What do the lines say from the one containing "[indicate] stone statue" to the end of the records? Restate them word for word, and only those.

Dataset records:
-*-*-

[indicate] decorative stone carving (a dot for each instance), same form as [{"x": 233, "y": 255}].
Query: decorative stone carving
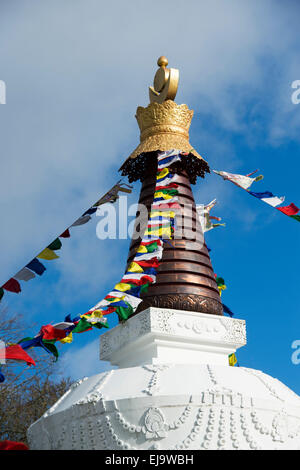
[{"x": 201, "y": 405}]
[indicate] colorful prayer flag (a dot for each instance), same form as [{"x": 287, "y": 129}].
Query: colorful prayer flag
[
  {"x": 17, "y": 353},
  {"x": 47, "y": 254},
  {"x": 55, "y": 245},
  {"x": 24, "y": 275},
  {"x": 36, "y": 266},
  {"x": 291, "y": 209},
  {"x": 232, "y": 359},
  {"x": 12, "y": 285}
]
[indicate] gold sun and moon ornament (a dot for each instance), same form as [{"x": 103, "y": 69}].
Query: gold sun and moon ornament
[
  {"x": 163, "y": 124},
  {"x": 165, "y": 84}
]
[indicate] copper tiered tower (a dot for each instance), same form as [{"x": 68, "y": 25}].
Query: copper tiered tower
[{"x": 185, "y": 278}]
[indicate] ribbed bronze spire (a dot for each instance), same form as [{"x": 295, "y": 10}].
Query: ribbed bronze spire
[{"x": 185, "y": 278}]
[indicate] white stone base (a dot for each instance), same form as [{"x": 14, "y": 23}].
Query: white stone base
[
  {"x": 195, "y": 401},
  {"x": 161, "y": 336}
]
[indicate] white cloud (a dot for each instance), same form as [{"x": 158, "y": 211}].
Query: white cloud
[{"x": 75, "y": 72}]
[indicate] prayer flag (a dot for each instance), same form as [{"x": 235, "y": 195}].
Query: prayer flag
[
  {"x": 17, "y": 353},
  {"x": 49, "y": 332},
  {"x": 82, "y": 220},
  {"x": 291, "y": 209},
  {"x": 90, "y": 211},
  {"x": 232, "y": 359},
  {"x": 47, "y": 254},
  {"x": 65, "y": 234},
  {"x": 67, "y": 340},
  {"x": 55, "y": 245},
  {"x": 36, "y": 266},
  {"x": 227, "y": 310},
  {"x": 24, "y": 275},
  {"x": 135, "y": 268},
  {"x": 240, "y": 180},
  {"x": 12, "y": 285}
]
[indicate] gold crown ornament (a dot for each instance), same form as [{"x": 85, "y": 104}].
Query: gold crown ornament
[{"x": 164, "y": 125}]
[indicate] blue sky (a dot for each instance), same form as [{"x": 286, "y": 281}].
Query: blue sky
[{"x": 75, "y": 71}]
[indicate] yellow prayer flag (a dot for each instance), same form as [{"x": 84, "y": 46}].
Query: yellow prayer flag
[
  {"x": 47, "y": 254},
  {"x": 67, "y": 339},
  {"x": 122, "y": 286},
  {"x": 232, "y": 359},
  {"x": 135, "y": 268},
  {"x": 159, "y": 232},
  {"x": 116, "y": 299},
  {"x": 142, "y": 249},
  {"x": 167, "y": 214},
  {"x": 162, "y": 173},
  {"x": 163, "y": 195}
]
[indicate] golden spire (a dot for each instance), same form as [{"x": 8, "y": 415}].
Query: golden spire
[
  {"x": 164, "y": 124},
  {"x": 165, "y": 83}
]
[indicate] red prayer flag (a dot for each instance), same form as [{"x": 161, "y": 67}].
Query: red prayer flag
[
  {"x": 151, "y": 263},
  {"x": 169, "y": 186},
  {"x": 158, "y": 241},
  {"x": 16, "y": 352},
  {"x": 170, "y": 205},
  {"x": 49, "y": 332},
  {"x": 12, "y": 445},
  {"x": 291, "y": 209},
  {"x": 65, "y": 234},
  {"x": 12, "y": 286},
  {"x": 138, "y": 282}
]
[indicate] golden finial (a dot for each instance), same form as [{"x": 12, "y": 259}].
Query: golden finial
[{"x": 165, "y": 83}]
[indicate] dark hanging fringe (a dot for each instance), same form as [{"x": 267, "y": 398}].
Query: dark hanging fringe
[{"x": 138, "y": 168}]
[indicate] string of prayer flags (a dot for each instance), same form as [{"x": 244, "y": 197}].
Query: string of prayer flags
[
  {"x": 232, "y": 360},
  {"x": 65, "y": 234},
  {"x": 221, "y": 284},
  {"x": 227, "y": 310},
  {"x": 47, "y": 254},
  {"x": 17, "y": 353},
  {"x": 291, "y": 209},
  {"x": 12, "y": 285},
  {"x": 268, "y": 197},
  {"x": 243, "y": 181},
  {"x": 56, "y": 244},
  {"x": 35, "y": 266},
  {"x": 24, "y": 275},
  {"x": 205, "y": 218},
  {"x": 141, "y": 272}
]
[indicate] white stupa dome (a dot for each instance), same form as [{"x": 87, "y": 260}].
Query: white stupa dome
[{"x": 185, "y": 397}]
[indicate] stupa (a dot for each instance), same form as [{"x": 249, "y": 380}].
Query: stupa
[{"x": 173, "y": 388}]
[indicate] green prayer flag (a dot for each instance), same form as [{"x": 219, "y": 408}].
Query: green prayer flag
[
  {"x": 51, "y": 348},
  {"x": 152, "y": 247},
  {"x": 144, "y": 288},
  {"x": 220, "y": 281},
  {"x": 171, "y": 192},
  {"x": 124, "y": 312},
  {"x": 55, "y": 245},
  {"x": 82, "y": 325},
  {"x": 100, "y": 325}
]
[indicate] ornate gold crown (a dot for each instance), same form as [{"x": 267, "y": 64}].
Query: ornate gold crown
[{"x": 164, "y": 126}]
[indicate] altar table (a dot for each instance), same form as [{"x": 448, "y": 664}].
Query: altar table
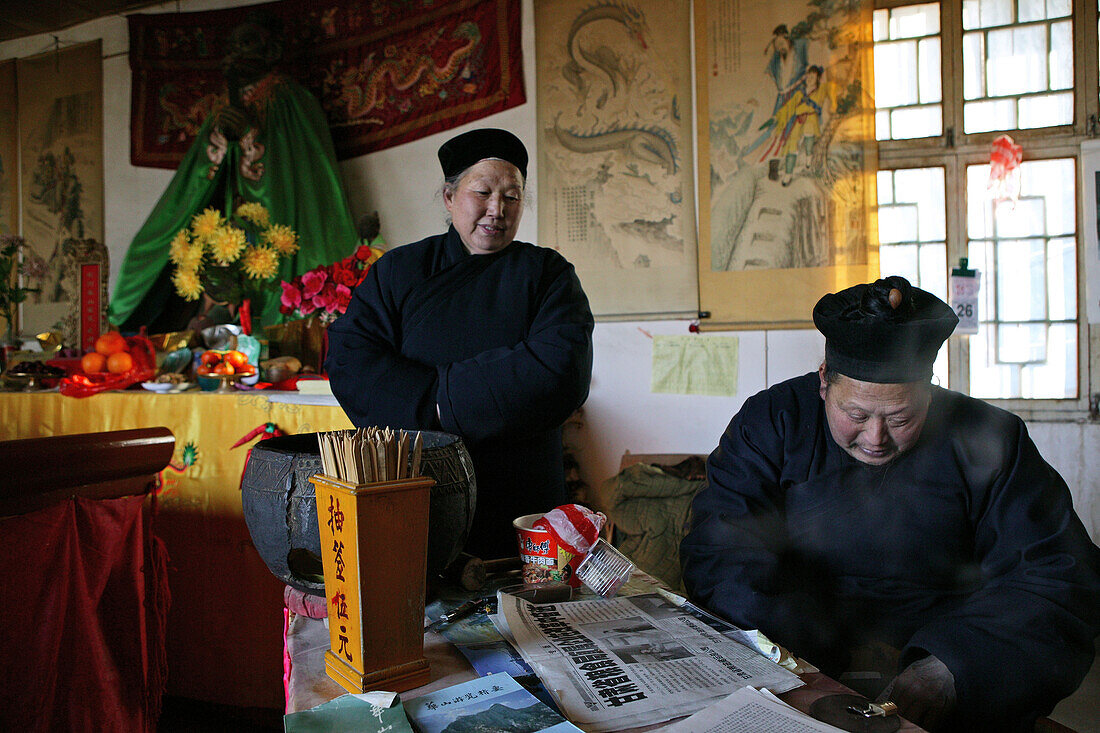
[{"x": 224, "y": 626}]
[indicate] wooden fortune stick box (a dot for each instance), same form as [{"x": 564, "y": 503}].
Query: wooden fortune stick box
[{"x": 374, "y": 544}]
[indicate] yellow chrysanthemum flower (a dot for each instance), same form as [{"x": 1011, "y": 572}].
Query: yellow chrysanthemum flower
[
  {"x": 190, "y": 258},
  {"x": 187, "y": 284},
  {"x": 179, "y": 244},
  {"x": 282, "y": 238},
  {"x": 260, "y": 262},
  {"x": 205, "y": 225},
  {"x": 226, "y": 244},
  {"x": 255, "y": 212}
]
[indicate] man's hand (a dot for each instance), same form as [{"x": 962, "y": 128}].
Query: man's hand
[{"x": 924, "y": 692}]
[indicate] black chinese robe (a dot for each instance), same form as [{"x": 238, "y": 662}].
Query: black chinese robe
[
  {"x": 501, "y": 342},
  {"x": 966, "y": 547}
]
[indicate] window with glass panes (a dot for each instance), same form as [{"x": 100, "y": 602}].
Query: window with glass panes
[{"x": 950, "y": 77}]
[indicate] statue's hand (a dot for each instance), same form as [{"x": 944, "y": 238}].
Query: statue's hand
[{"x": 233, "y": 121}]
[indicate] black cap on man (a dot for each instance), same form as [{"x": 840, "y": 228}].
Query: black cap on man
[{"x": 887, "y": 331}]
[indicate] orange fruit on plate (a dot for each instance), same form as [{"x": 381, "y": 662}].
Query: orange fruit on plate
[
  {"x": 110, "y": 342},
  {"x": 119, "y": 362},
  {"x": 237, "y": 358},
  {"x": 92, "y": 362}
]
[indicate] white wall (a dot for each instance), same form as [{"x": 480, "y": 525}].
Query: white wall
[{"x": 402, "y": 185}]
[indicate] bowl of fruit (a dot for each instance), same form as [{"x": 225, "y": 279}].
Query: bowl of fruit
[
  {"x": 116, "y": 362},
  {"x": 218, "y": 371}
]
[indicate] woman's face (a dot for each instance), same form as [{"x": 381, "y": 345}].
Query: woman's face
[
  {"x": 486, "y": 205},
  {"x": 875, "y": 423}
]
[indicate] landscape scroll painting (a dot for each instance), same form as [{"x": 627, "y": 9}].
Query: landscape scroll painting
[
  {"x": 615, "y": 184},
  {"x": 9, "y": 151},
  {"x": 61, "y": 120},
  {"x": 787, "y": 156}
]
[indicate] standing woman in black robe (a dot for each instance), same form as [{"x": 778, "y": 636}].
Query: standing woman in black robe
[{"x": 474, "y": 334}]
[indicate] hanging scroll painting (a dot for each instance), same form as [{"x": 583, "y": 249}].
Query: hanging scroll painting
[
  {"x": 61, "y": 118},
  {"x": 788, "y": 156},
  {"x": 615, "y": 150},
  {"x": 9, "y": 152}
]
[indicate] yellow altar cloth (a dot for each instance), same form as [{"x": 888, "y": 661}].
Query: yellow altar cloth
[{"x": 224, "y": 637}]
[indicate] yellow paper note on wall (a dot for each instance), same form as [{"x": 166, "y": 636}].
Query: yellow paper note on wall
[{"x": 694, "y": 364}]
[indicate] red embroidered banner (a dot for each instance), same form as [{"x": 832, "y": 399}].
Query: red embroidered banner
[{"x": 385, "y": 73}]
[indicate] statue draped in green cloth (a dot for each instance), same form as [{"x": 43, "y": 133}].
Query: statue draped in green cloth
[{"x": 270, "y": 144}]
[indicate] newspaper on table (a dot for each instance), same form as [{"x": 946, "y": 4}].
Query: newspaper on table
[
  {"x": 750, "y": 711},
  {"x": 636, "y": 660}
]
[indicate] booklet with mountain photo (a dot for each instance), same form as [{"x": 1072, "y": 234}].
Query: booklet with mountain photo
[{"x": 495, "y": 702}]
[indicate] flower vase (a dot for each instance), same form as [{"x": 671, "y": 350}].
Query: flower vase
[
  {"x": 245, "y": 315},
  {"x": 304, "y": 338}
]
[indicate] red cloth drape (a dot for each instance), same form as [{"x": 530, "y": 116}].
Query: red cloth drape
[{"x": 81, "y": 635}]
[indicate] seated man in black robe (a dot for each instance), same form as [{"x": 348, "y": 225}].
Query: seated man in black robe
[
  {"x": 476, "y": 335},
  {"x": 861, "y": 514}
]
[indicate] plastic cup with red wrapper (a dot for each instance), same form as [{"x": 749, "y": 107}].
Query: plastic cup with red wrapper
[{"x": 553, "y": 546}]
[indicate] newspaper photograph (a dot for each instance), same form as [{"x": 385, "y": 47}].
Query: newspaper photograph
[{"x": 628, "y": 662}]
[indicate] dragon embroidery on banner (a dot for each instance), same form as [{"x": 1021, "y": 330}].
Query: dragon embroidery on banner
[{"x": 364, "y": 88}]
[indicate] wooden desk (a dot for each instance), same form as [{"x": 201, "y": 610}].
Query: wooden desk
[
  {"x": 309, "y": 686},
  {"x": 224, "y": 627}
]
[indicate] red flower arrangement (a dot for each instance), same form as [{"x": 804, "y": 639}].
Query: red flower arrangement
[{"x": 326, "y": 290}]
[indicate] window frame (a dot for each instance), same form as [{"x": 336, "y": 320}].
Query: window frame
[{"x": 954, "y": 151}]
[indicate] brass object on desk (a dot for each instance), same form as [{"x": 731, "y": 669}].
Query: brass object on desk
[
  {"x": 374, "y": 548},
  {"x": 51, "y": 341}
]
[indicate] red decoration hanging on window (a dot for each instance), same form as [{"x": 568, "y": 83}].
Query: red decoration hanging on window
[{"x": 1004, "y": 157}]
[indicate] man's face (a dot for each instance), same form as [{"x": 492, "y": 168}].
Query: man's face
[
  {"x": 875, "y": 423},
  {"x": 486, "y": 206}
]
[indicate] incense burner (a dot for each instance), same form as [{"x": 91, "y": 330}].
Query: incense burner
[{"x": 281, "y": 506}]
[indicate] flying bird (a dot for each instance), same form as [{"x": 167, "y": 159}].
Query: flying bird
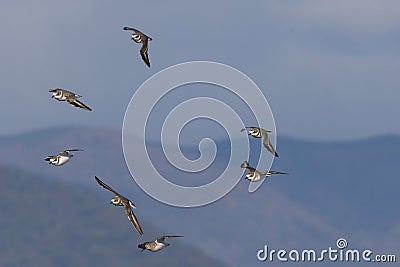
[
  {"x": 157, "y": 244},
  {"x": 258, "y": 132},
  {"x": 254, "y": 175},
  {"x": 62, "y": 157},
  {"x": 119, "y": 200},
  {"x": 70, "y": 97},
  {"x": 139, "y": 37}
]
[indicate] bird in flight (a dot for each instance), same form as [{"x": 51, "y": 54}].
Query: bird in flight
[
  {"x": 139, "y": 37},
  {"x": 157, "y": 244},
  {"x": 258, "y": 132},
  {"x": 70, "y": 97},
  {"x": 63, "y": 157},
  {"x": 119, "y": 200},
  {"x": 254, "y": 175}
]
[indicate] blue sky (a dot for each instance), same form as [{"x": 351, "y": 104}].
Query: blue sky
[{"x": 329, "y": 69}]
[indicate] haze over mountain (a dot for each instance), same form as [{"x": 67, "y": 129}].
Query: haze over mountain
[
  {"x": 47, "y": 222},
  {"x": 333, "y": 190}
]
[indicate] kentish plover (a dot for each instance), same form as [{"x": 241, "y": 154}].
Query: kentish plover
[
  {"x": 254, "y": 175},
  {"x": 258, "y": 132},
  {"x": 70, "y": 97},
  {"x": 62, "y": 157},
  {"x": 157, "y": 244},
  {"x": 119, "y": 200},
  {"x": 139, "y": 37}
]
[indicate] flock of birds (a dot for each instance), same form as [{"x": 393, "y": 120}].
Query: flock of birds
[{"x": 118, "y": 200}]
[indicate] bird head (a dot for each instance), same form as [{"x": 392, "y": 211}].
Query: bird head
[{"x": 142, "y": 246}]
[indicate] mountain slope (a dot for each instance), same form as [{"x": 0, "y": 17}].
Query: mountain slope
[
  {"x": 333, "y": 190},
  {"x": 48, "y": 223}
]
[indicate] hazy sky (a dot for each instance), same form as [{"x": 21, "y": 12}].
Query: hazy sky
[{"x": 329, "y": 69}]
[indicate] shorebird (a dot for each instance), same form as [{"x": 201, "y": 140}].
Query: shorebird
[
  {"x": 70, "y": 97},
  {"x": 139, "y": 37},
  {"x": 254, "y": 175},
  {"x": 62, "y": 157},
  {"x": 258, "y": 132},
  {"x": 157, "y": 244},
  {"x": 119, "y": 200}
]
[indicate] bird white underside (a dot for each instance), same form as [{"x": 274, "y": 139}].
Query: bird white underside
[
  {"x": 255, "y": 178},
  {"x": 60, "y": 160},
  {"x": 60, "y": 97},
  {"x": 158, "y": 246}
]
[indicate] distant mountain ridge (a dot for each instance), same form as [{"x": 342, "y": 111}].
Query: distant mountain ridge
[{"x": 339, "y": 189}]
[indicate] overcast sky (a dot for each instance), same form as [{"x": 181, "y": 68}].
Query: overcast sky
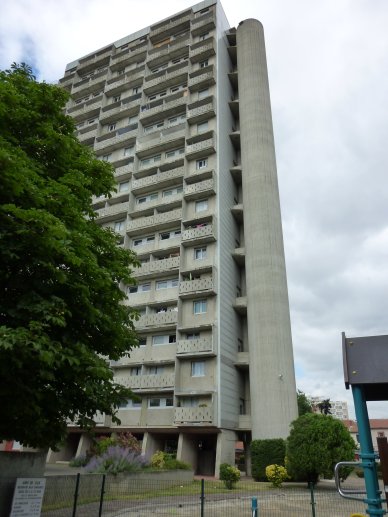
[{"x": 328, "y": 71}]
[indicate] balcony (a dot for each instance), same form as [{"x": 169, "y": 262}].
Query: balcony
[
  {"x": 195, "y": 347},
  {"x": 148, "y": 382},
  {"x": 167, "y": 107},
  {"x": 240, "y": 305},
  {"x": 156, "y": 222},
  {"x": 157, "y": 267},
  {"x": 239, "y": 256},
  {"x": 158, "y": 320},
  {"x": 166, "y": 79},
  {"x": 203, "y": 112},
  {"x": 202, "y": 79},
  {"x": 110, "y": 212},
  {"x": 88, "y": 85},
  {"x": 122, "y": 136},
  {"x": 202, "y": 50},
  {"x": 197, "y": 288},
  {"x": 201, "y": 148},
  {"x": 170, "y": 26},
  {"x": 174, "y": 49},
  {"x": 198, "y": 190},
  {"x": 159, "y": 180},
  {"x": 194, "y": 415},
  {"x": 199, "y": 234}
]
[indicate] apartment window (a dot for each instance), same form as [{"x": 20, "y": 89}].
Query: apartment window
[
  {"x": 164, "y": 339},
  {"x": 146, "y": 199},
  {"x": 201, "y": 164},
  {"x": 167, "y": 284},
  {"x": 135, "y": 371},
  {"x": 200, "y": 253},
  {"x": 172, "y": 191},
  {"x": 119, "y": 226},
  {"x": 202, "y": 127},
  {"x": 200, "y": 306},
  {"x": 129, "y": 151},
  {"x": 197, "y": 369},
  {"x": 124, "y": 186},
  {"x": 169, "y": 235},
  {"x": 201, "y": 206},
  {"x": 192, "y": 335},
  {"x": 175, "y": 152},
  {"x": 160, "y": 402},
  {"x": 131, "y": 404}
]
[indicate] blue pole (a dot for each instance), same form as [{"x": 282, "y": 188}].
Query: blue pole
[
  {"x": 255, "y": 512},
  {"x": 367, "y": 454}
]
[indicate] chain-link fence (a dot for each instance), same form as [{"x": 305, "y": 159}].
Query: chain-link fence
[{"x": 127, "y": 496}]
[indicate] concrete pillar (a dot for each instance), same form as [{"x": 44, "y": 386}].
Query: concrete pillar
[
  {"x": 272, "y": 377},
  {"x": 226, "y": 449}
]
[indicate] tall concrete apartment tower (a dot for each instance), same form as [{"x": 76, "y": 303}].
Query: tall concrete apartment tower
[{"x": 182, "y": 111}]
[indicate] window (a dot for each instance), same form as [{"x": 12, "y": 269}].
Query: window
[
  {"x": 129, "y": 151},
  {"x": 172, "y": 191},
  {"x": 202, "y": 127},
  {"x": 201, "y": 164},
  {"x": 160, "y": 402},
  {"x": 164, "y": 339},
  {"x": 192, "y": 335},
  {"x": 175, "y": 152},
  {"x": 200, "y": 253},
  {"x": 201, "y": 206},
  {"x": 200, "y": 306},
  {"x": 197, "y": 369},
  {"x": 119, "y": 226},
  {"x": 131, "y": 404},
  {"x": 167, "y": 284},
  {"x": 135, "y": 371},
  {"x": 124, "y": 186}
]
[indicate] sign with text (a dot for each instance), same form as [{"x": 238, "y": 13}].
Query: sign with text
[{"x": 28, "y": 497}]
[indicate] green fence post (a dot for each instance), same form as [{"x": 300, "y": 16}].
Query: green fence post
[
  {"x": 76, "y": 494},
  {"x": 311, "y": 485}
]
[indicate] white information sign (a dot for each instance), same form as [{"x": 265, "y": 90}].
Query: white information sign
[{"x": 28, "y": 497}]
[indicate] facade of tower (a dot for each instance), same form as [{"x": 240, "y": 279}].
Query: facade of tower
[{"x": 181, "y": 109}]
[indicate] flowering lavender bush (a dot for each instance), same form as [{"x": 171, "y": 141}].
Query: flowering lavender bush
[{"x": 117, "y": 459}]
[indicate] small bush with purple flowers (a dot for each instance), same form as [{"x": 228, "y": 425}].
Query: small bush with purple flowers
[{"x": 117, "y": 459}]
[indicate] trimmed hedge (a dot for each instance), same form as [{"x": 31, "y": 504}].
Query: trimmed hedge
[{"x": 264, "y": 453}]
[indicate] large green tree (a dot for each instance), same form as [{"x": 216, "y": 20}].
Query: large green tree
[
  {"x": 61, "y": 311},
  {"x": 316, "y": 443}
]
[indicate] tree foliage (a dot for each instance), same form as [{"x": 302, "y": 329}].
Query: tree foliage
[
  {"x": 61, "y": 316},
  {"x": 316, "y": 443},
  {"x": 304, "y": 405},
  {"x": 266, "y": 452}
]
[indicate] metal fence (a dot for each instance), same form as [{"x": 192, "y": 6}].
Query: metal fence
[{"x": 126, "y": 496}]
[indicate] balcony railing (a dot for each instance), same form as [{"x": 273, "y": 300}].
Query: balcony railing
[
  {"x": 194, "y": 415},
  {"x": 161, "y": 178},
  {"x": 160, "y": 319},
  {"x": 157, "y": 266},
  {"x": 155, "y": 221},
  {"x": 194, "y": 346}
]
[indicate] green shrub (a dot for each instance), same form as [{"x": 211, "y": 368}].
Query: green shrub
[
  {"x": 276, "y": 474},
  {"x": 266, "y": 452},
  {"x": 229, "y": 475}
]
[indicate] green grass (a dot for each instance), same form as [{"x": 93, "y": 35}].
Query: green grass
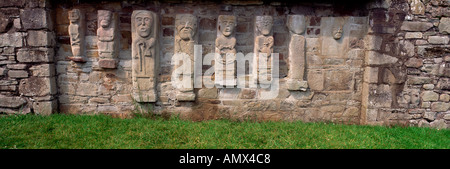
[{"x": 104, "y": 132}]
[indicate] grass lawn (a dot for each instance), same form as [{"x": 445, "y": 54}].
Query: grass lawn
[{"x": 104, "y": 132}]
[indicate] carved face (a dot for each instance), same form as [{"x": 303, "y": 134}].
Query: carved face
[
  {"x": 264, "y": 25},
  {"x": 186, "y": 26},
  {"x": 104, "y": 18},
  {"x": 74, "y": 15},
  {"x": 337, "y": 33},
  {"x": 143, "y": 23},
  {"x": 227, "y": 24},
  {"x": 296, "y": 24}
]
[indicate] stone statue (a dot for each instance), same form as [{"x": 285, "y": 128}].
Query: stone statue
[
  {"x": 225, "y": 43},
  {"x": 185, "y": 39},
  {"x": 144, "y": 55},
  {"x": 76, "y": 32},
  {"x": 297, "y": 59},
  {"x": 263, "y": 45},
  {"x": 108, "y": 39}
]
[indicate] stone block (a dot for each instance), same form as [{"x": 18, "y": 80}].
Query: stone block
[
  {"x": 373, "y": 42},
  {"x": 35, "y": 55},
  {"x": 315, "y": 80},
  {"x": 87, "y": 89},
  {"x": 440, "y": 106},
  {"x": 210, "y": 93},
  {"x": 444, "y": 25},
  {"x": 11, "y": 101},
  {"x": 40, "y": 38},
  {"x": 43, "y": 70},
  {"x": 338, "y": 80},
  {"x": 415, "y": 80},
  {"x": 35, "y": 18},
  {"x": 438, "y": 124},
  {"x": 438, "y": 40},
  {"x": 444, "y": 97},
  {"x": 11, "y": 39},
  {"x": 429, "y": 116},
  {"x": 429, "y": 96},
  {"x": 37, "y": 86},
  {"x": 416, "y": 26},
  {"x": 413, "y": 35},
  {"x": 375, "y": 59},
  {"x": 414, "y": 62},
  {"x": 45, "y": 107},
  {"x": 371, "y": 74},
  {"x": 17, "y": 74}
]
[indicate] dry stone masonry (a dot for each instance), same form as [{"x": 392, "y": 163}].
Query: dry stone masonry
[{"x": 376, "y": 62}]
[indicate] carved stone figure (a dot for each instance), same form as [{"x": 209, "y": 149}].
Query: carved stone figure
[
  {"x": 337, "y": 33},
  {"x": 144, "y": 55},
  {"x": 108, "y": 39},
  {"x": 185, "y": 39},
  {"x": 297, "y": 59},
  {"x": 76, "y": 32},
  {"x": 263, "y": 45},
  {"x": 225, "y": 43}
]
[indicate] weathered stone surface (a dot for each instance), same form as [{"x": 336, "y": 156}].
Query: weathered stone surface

-*-*-

Correct result:
[indicate] stone statue (a dot for each instance), same form as [{"x": 285, "y": 128}].
Query: stone statue
[
  {"x": 225, "y": 43},
  {"x": 185, "y": 39},
  {"x": 144, "y": 55},
  {"x": 76, "y": 32},
  {"x": 297, "y": 59},
  {"x": 263, "y": 45},
  {"x": 108, "y": 39}
]
[indicate] stone block (a dot for each instance), same form as [{"x": 18, "y": 80}].
Query: stone block
[
  {"x": 373, "y": 42},
  {"x": 35, "y": 55},
  {"x": 315, "y": 80},
  {"x": 87, "y": 89},
  {"x": 440, "y": 106},
  {"x": 210, "y": 93},
  {"x": 444, "y": 25},
  {"x": 11, "y": 101},
  {"x": 40, "y": 38},
  {"x": 43, "y": 70},
  {"x": 338, "y": 80},
  {"x": 415, "y": 80},
  {"x": 35, "y": 18},
  {"x": 438, "y": 124},
  {"x": 438, "y": 40},
  {"x": 444, "y": 97},
  {"x": 11, "y": 39},
  {"x": 429, "y": 116},
  {"x": 429, "y": 96},
  {"x": 37, "y": 86},
  {"x": 416, "y": 26},
  {"x": 413, "y": 35},
  {"x": 375, "y": 59},
  {"x": 414, "y": 62},
  {"x": 45, "y": 107},
  {"x": 371, "y": 74},
  {"x": 17, "y": 74}
]
[indicate] dry stone masonry (a dot for each instance), same form as [{"x": 392, "y": 163}].
Query: dry stone masonry
[{"x": 376, "y": 62}]
[indicate] carved stone figure (a dot for each instance), same form as [{"x": 209, "y": 149}].
Query: carved stone figure
[
  {"x": 337, "y": 33},
  {"x": 144, "y": 55},
  {"x": 108, "y": 39},
  {"x": 185, "y": 39},
  {"x": 297, "y": 59},
  {"x": 76, "y": 32},
  {"x": 263, "y": 45},
  {"x": 225, "y": 43}
]
[indicate] weathered stone surface (a dot for each instance), same form as [{"x": 336, "y": 156}].
Query: weathered stone surface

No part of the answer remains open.